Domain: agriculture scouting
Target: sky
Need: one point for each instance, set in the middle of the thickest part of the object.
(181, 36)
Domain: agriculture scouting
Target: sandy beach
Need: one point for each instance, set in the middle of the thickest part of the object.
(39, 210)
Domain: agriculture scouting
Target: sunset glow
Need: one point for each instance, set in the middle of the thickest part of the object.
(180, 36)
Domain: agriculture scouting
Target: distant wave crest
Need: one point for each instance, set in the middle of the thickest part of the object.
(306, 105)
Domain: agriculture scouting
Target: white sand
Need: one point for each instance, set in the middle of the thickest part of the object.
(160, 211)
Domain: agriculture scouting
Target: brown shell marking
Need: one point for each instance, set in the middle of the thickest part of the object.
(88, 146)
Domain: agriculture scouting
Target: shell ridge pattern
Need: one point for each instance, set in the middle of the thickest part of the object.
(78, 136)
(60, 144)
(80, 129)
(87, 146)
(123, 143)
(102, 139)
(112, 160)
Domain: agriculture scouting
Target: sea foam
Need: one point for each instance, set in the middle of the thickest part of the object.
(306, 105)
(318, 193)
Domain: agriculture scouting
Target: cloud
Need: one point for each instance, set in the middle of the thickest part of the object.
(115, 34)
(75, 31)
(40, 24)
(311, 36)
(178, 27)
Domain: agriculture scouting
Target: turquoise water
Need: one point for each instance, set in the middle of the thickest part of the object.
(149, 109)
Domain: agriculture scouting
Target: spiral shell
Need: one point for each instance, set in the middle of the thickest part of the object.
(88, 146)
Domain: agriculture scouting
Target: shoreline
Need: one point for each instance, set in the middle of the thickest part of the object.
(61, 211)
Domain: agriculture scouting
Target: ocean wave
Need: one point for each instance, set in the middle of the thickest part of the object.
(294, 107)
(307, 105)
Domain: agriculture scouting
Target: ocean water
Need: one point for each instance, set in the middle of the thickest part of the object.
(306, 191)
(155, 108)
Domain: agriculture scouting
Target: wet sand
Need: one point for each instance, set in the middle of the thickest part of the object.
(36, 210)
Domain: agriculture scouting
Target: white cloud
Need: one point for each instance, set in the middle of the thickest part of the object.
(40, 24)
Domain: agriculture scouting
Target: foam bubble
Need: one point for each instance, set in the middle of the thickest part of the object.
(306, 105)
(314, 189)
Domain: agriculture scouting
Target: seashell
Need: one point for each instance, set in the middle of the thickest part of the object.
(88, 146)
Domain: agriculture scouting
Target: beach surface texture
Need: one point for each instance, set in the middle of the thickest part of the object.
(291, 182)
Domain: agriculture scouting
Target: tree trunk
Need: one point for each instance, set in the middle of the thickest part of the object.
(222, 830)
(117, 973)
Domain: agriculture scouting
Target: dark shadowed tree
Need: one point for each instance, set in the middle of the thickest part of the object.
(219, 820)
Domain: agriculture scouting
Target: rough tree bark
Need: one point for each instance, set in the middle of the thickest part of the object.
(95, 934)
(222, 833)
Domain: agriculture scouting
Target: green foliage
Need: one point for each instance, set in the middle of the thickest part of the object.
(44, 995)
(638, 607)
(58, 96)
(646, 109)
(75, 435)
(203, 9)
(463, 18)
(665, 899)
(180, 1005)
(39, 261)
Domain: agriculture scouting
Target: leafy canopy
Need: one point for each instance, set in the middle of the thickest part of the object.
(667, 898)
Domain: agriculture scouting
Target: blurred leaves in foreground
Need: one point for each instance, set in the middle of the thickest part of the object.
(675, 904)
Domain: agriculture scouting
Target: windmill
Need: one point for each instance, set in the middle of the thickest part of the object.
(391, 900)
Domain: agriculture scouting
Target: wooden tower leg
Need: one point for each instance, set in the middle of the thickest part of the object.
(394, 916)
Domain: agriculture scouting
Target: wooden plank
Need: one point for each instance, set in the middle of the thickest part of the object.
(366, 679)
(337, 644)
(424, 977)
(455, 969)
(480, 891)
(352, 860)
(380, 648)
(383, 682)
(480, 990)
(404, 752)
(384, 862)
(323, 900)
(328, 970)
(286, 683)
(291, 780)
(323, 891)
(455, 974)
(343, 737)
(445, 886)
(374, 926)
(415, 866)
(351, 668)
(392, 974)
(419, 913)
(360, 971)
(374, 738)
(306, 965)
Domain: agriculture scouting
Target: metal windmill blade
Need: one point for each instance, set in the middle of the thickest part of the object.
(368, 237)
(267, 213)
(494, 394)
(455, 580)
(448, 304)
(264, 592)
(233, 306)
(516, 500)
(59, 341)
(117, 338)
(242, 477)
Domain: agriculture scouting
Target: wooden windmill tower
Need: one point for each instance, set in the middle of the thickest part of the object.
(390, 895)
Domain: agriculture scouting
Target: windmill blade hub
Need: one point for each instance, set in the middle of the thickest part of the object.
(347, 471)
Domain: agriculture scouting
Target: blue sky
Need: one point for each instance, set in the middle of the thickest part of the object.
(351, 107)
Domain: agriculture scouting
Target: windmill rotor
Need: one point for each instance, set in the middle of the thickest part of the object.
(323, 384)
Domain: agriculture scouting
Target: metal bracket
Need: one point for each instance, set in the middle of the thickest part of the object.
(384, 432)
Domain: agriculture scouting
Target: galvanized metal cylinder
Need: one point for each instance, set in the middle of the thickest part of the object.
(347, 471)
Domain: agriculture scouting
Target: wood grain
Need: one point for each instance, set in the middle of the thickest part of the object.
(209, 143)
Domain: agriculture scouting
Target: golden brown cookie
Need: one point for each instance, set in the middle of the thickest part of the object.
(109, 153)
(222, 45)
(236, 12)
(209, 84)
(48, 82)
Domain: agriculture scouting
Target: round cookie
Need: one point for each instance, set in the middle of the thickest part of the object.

→ **Exercise requirements**: Repeat the records above exactly as they appear.

→ **Solution for this problem**:
Domain: agriculture scouting
Target: sky
Need: one point for each instance, set in the middle of the thickest part of the object.
(181, 36)
Domain: agriculture scouting
Target: sandy beach
Need: one point for each instance, set in the middle of the thickest part of the object.
(39, 210)
Domain: agriculture scouting
Target: sunset glow
Need: one point for each instance, set in the middle of the thickest part of the object.
(180, 36)
Domain: agriculture scouting
Target: distant wave crest
Need: one point for each instance, set in the middle of the thickest part of the object.
(306, 105)
Domain: agriculture scouting
Target: white sand
Need: one point for each instance, set in the middle of the thickest part of the object.
(160, 211)
Domain: agriculture scouting
Target: brown shell marking
Need: one point for each instance, set in the middle of the thickest part of the object.
(88, 146)
Domain: agriculture scouting
Target: shell ridge pattern
Need: one point for each instance, set in the middle of the thickest part of the object.
(78, 136)
(60, 144)
(80, 129)
(87, 146)
(123, 143)
(102, 139)
(112, 160)
Domain: agriculture scouting
Target: sea foam
Need: one point for each instance, set in the middle of the thickest part of the object.
(306, 105)
(318, 193)
Domain: agriculture scouting
Target: cloud
Need: one point for each instance, set in the middle of the thickest part of the object.
(115, 34)
(75, 31)
(40, 24)
(311, 36)
(178, 27)
Domain: agriculture scouting
Target: turquoise water
Need: one point for each instance, set in the middle of the thickest part of the object.
(149, 109)
Domain: agriculture scouting
Target: spiral shell
Need: one point for each instance, set in the middle of the thickest part of the object.
(88, 146)
Domain: agriculture scouting
Target: shoreline
Need: one point for each instance, set in the middle of the thickest part of the object.
(61, 211)
Domain: agriculture scouting
Target: ocean wave
Need: one point for each instance, set in the middle of the thickest part of the object.
(294, 107)
(307, 105)
Domain: agriculture scouting
Target: ocean water
Need: one point for each instance, set in the middle of the thickest part of the object.
(306, 191)
(155, 108)
Domain: agriculture scouting
Target: wet sand
Need: one point for each instance, set in the middle of the thickest part of the object.
(36, 210)
Domain: agriculture scouting
Target: white cloud
Need: one point for each instance, set in the middle of the thickest part of the object.
(40, 24)
Domain: agriculture scouting
Target: foam bubble
Need: one point for each instance, set in the middle of the thickest part of the object.
(306, 105)
(314, 189)
Domain: agriculture scouting
Target: seashell
Need: one point for each instance, set in the middle of the thickest part of the object.
(88, 146)
Domain: agriculture scouting
Target: beach surface texture
Need: one point for each instance, set in the middle of the thickest part of the object.
(291, 182)
Domain: agriculture scouting
Target: tree trunk
Need: one point for each instance, set in the middle of the thickest part of the object.
(222, 830)
(117, 973)
Domain: agriculture scouting
Target: dark shadowed tree
Need: one point for each instance, set in the middle of the thickest part of the object.
(219, 820)
Domain: agriculture scouting
Target: rough tree bark
Need: one point for each instance, set in the middle of the thickest part of the object.
(95, 934)
(222, 833)
Domain: agriculture scouting
Target: green foliage
Need: one point for each instance, set in the middle of the thickest part of the object.
(44, 995)
(638, 607)
(58, 96)
(646, 109)
(75, 435)
(203, 9)
(463, 18)
(665, 899)
(180, 1005)
(39, 261)
Domain: agriculture scouting
Target: leafy canopy
Need: one point for each instance, set in the middle of the thickest part of the object.
(667, 898)
Domain: agriculture scouting
Target: blurred leaves in foreground
Need: one point for each instance, set in the middle of the thickest part of the object.
(675, 904)
Domain: agriculture scouting
Target: windmill
Need: one point for each instance, set in the middle of the thickest part of the object.
(391, 900)
Domain: agriculture scouting
Target: wooden tower leg
Need: one point for each instance, set in the middle of the thickest part of the object.
(394, 916)
Domain: agriculture scouting
Target: wooden plank
Need: one point for each instance, set in the middle of the thickest part of the object.
(366, 679)
(337, 644)
(424, 977)
(455, 969)
(480, 891)
(352, 860)
(380, 648)
(383, 682)
(480, 990)
(404, 752)
(384, 862)
(323, 900)
(328, 970)
(286, 683)
(291, 780)
(323, 891)
(455, 974)
(343, 737)
(445, 886)
(374, 926)
(415, 866)
(351, 668)
(392, 974)
(419, 913)
(360, 971)
(374, 738)
(306, 965)
Domain: agriculture scouting
Target: metal windmill blade
Need: one point for each instance, set in the middle of the thickest part of the object.
(368, 237)
(267, 213)
(494, 394)
(455, 580)
(448, 304)
(264, 592)
(233, 306)
(516, 500)
(59, 341)
(117, 338)
(242, 477)
Domain: agriculture scouting
Target: wooden windmill tower
Need: one point for each instance, set in the middle of the thickest part of the object.
(390, 895)
Domain: agriculture scouting
Target: windmill blade hub
Need: one point for each instance, set in the middle of the thickest part of the object.
(347, 471)
Domain: agriculture scouting
Target: blue sky
Need: one point for each instance, set in the middle of the thickest part of the object.
(351, 107)
Domain: agriculture scouting
Target: windmill rotor
Need: one point for each instance, set in the middle of the thickest part of the object.
(323, 384)
Domain: agriculture scouting
Target: metal bracket
Need: one point for each instance, set in the middle of the thickest part of the object.
(384, 432)
Domain: agriculture scouting
Target: galvanized metal cylinder
Need: one point for each instance, set in the middle of the thickest part of the object.
(347, 471)
Domain: agriculture scouting
Target: wood grain
Need: one point for each instance, set in the middle of the thickest part of the object.
(209, 143)
Domain: agriculture scouting
Target: golden brown cookie
Need: one point for each instance, set in the middle of the thickest part of the object.
(109, 153)
(222, 45)
(236, 12)
(209, 84)
(48, 82)
Domain: agriculture scouting
Target: round cookie
Need: one point for each instance, set in the middle of the thickest part of the object.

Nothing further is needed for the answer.